▸ **PASSAGE GIVEN**
········
Kanakadurga Finance Limited Thro Ashwin Shrikant Patole v. State Of Gujarat
2025-07-01
S.V.PINTO
body2025
DigiLaw.ai
ORDER : S.V. PINTO, J. 1. The present appeal is filed by the appellant – original complainant under Section 419 (4) of the Bharatiya Nagrik Suraksha Sanhita, 2023 (for short “ BNSS ”) against the order dated 08.11.2024 passed by the learned 12 th Additional Chief Judicial Magistrate, Vadodara (hereinafter referred to as the “learned Trial Court”) in Criminal Case No. 11631 of 2020, whereby the learned Trial Court has dismissed the Criminal Case for want of prosecution as the appellant did not remain present under the provisions of Section 256 of Code of Criminal Procedure, 1973 (for short “Cr.P.C.”) and the respondent No. 2 - original accused came to be acquitted from the offence under Section 138 of the Negotiable Instruments Act, 1881 (hereinafter referred to as ‘the N I Act”). 1.1 The respondent No. 2 is hereinafter referred to as “the accused” in the rank and file as he stood in the original case for the sake of convenience, clarity and brevity. 2. The brief facts culled out from the memo of the present appeal as well as the record and proceedings are as under: 2.1 The appellant, a finance company, had filed a complaint against the accused under Section 138 of the N I Act as the accused had taken a loan from the appellant for purchasing a vehicle bearing registration number GJ-08- AE-9000 for business purpose and the accused issued cheque No.000205 for due amount of Rs.2,62,400/- dated 24.02.2020 of The Mahesana Urban Co-operative Bank Ltd, Panjarapol, Chansma Branch. The appellant deposited the cheque and the cheque was returned unpaid on 27.02.2020 with the endorsement “Funds Insufficient”. The appellant gave the demand statutory notice through his advocate on 05.03.2020 which was duly served to the accused but the accused did not repay the amount and hence, the appellant filed the complaint under Section 138 of the N I Act before the learned Chief Judicial Magistrate, Vadodara which came to be registered as Criminal Case No. 11631 of 2020. 2.2 The learned Trial Court was pleased to consider the affidavit, documents produced and examination in chief of the appellant and take cognizance for the offence under Section 138 of the N I Act and passed an order to issue summons to the accused which was duly served to accused but he did not appear and a warrant was issued but the same could not be served.
········
▸ **SUPPLIED INFORMATION**
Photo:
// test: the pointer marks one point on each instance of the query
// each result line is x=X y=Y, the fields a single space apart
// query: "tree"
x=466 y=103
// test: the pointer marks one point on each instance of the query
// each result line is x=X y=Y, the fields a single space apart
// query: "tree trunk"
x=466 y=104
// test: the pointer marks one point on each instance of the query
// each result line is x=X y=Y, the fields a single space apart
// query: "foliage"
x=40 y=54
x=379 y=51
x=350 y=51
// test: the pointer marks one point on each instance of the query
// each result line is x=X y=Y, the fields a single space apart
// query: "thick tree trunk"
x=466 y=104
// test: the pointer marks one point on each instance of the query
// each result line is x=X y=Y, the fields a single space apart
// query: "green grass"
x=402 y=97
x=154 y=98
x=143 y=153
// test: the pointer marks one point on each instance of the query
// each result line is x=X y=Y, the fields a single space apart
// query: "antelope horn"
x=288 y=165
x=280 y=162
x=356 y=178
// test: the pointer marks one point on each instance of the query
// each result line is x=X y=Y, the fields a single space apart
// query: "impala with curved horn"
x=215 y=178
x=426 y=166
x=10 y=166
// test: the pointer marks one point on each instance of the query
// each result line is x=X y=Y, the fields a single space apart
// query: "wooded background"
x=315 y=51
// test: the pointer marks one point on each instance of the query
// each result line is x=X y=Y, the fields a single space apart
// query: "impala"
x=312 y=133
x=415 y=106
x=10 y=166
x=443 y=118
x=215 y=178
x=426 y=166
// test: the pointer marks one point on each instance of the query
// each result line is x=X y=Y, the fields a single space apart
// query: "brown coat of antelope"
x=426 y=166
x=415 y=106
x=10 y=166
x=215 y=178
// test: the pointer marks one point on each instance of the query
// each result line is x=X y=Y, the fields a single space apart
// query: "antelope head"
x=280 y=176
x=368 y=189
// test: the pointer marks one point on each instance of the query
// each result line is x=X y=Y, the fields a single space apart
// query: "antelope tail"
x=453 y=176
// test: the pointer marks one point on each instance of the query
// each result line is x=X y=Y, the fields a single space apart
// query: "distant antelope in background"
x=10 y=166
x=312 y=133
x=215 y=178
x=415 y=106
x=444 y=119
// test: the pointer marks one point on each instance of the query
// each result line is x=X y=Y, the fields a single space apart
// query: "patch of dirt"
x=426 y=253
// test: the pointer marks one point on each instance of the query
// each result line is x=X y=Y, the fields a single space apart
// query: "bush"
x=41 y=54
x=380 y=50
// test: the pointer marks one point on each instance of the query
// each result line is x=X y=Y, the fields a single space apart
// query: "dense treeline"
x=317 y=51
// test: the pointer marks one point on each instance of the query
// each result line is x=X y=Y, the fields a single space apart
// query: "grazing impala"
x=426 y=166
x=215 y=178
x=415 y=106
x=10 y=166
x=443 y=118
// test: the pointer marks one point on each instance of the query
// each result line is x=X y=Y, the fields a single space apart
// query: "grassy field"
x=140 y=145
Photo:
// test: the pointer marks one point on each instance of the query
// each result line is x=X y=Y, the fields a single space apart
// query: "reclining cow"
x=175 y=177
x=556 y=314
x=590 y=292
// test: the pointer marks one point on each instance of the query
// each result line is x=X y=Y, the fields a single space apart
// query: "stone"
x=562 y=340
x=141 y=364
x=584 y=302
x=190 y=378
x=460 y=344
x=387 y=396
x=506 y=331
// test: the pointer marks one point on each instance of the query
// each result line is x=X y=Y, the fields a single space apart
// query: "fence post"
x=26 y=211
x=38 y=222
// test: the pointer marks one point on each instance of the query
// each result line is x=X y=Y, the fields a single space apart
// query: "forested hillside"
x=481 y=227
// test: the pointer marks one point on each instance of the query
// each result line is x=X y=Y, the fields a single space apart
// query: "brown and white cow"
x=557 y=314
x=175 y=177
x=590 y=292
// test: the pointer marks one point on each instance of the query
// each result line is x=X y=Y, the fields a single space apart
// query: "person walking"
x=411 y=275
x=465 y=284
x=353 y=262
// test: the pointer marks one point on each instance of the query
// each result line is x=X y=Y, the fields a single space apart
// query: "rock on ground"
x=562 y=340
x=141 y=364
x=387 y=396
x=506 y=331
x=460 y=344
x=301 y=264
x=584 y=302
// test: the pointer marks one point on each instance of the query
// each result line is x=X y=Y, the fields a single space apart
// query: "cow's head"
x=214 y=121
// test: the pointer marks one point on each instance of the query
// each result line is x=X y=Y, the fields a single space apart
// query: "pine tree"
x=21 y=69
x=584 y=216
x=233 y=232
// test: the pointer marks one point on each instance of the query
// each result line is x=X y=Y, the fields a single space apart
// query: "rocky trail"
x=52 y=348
········
In the court order, what endorsement was on the cheque when it was returned unpaid?

"Funds Insufficient"